EXERCISE AIM →
Please report how many lines in the records below contain the string "blade". Case counts; give only the number.

RECORDS PROVIDED →
----

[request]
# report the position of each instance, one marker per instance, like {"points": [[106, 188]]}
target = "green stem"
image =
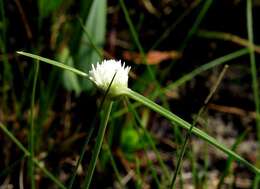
{"points": [[31, 134], [97, 148], [27, 153], [180, 122], [255, 85]]}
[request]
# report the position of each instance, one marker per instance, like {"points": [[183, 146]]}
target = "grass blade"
{"points": [[54, 63], [188, 135], [254, 80], [180, 122], [27, 153], [100, 137], [31, 132], [207, 66]]}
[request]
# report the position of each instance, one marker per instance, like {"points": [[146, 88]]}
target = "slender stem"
{"points": [[31, 134], [255, 85], [27, 153], [180, 122], [188, 135], [100, 137]]}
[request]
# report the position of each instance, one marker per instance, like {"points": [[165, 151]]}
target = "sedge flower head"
{"points": [[102, 74]]}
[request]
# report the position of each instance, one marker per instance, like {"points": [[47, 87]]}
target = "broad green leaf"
{"points": [[46, 7]]}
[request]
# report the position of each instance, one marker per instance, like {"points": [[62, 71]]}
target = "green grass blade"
{"points": [[54, 63], [207, 66], [188, 135], [255, 84], [97, 147], [150, 140], [180, 122], [226, 171], [27, 153], [31, 132]]}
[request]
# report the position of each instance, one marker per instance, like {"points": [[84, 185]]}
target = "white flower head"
{"points": [[103, 73]]}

----

TASK ANSWER →
2